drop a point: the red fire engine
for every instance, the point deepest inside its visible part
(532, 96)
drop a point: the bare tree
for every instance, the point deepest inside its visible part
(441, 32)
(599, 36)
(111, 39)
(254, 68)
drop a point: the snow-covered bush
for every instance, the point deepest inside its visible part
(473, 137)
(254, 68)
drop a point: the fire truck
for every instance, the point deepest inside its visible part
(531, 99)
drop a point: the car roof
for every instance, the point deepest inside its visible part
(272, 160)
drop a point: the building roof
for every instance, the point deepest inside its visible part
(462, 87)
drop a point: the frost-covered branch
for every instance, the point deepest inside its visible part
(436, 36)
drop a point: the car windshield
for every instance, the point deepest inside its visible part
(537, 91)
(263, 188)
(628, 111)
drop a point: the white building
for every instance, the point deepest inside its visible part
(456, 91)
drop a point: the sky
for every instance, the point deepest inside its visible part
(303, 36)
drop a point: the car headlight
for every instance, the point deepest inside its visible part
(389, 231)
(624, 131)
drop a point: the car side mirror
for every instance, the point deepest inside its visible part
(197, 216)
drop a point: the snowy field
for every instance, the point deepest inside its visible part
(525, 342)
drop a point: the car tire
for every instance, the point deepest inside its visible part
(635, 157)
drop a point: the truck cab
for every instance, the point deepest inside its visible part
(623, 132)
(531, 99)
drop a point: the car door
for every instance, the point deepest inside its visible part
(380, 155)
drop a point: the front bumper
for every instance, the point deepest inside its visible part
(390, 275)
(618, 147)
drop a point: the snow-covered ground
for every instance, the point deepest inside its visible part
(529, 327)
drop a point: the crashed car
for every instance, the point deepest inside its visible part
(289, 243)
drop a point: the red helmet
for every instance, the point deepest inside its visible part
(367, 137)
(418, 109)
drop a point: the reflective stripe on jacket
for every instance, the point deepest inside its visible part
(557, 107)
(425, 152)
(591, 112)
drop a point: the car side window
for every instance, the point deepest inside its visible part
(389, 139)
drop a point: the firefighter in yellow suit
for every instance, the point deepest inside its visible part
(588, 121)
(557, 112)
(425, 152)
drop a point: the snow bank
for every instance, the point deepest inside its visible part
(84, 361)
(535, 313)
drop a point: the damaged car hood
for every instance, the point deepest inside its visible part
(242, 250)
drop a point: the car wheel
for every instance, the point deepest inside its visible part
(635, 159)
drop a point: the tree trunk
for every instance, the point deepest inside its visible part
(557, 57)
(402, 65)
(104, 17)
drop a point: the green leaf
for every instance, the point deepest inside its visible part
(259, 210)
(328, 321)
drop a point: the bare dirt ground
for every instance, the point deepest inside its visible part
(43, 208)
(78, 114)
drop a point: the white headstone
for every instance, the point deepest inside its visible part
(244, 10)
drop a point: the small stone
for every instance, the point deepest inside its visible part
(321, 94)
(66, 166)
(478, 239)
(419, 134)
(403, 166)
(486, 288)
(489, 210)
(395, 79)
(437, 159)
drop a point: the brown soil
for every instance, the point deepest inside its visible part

^^^^^^^^

**EXERCISE**
State how many lines in the listing above contain the word "tree", giving only the number.

**PROBLEM SOLUTION**
2